• [Recorded data]:
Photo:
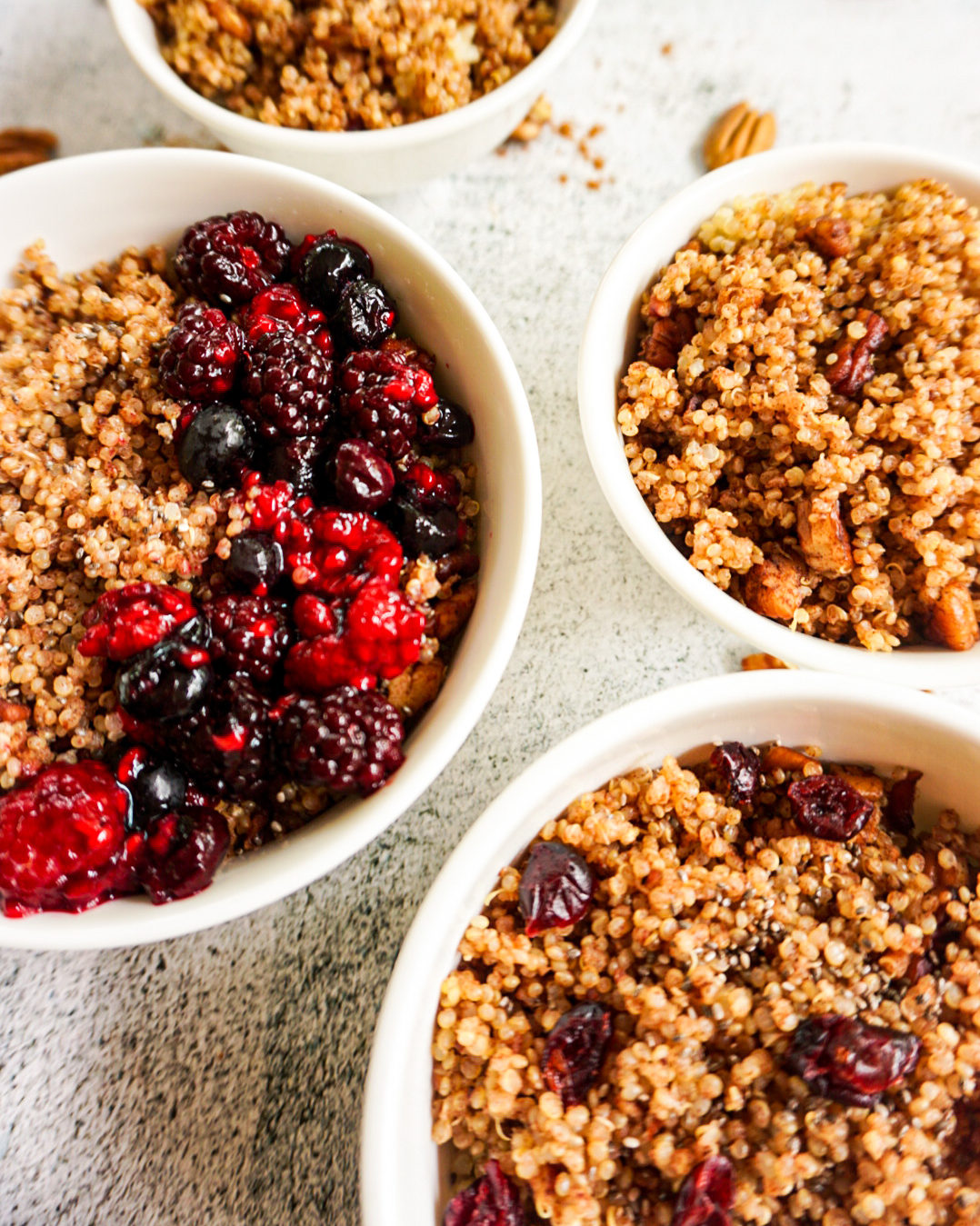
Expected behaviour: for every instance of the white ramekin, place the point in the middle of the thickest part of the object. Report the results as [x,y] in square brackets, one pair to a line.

...

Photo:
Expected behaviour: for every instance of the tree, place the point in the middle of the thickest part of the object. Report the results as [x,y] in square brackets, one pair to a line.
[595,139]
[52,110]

• [Short exercise]: Pick out every line in the entries above that contains the word "place" and copy each one. Matching is case-sensitive.

• [Finished answer]:
Expected behaviour: for every instance of the white ramekin, place the point in the middle of the thickest part of the object. Report the results as [x,y] in square brackets, one pair to a line.
Expected behaviour: for every instance of the tree, place the point in the middle of the thickest part of the object. Report the results as [x,y] in square brackets, one pair to a line.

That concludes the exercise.